◆ Assigned task ◆
Begin at the line containing "green background, put" in the entries below and end at the line containing "white plumage, put"; transcribe that range exactly and nothing outside it.

Top of Working data

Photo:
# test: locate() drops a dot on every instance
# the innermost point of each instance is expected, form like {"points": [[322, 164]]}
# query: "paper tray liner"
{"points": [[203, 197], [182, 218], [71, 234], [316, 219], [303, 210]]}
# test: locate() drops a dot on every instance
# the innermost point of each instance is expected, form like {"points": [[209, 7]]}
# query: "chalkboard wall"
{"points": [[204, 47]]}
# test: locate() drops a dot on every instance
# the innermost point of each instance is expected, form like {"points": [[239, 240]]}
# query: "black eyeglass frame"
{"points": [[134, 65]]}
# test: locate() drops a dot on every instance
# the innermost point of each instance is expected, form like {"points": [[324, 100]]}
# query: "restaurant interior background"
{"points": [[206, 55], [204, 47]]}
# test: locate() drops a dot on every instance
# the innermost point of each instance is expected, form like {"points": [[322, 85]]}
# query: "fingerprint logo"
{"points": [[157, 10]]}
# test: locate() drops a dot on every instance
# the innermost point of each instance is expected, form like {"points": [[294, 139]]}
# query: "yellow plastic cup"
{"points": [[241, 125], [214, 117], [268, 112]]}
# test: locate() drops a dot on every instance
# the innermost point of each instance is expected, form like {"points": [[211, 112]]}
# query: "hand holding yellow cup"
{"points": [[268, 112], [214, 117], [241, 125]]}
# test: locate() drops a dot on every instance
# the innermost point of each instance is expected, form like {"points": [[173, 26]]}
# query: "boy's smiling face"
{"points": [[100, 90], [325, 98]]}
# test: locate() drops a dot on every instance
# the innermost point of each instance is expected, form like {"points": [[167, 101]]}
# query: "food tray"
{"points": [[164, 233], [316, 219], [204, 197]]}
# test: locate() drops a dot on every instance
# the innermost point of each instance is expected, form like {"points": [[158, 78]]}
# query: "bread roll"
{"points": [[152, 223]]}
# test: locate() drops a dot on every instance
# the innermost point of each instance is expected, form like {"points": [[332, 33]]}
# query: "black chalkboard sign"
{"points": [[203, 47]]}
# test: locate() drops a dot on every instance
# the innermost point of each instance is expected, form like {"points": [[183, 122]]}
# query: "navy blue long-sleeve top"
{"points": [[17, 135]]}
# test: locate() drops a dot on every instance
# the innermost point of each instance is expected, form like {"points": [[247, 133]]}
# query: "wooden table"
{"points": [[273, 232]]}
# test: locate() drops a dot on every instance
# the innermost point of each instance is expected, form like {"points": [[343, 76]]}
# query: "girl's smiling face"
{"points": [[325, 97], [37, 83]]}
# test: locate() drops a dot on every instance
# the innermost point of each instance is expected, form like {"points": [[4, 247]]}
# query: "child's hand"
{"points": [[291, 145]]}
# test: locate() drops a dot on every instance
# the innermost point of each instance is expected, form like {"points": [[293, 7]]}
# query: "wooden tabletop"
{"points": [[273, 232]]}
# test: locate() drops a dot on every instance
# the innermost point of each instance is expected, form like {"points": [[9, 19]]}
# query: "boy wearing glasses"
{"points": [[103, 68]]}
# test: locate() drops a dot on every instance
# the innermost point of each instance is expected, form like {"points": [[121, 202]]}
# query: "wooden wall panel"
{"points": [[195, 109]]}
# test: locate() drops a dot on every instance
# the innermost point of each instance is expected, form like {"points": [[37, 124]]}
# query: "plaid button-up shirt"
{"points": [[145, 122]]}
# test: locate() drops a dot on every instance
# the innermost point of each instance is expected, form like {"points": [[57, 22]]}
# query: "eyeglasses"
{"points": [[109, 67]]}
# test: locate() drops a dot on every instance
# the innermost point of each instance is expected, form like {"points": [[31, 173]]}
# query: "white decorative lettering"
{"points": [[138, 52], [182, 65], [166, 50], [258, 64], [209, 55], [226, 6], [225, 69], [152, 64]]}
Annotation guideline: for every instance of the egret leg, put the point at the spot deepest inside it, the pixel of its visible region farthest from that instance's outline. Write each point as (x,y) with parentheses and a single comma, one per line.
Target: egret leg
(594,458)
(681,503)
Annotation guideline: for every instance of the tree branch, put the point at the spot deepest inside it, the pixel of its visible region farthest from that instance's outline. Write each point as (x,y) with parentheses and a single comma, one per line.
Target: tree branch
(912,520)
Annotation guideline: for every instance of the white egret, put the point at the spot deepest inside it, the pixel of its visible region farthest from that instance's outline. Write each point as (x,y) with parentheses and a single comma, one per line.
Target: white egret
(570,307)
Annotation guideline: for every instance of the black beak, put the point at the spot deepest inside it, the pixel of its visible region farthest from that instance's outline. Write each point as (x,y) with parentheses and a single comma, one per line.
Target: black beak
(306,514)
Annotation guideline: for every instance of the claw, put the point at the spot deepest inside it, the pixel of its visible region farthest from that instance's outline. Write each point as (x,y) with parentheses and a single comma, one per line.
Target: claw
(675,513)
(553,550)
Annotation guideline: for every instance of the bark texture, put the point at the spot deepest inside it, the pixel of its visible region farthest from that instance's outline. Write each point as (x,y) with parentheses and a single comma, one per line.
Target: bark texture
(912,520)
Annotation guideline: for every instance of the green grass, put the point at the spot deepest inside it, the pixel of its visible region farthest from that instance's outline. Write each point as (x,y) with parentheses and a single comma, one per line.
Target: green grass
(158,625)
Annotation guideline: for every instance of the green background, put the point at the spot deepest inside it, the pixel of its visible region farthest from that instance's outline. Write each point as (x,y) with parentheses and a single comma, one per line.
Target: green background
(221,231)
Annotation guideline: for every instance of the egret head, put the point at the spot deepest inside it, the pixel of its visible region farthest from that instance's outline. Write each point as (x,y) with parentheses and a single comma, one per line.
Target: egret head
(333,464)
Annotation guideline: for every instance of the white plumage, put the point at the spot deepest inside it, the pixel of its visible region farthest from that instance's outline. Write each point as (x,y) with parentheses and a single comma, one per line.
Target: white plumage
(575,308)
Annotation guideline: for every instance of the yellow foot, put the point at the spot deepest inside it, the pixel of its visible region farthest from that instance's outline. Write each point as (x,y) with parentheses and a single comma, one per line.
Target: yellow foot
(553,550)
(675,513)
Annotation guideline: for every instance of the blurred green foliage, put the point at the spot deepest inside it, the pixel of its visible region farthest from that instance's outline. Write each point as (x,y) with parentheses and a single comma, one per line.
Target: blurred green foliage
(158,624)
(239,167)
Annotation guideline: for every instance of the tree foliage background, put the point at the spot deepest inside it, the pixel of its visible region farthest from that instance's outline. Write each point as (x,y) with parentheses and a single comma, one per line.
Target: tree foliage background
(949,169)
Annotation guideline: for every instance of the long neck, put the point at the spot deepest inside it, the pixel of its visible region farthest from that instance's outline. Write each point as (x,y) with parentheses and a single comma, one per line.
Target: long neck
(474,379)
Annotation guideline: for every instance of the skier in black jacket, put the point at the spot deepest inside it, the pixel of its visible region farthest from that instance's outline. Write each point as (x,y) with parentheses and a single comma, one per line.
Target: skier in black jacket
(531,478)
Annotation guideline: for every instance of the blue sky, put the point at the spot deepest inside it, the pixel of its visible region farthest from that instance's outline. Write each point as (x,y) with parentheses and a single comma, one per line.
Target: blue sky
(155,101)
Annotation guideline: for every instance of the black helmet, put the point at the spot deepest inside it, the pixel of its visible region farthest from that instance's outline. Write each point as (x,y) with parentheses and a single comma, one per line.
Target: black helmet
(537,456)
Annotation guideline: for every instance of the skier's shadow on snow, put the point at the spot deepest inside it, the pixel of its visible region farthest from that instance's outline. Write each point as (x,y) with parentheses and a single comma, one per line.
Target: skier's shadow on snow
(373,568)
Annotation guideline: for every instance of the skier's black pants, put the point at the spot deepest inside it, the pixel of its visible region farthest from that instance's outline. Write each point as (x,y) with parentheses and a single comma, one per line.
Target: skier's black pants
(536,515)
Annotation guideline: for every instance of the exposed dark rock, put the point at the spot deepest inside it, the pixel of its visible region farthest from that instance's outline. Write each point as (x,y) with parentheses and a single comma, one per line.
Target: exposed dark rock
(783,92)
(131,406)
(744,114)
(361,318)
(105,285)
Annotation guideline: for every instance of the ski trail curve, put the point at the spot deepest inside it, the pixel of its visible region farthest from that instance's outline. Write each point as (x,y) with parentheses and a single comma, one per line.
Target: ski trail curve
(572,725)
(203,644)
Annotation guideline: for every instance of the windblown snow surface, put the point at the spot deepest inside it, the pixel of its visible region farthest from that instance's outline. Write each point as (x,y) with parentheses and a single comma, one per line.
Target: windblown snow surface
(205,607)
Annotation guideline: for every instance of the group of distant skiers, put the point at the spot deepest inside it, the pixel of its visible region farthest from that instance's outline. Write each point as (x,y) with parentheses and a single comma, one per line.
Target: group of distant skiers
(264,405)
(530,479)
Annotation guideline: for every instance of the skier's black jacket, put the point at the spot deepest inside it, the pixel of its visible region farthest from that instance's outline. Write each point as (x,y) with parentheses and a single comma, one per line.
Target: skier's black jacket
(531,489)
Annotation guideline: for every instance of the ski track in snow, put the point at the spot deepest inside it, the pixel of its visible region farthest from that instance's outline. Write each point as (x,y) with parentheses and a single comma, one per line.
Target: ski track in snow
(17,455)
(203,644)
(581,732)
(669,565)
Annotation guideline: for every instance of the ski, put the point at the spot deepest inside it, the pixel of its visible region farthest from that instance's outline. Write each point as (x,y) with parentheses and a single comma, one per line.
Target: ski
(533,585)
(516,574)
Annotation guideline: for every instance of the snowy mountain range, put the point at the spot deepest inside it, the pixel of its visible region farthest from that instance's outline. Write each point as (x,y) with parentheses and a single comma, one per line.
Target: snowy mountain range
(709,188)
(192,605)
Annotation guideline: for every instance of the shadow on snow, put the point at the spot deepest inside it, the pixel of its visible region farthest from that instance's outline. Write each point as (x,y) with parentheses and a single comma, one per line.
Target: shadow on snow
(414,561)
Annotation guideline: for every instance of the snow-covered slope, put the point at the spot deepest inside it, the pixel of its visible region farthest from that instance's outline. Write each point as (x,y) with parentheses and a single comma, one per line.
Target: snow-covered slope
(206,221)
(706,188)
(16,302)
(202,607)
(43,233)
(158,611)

Bottom of Working data

◆ Response ◆
Annotation guideline: for every instance of the green background, put the point at the spot deepest inside it, the pixel of its visible region farthest from that instance's outline. Write each point as (x,y) with parentheses and a single comma, one per line.
Target: green background
(221,231)
Annotation guideline: for every instance of the egret head, put the point at the spot deepest inside it, the pixel of its visible region farthest from that instance's outline. Write each point as (x,y) with parentheses and a single comma, one per line.
Target: egret head
(333,464)
Annotation guideline: for every instance of the white plumage, put the point at the spot deepest inside it, the pixel of its visible region farthest from that instance's outline. Write each point as (x,y) with parentheses and a single comma, one per line.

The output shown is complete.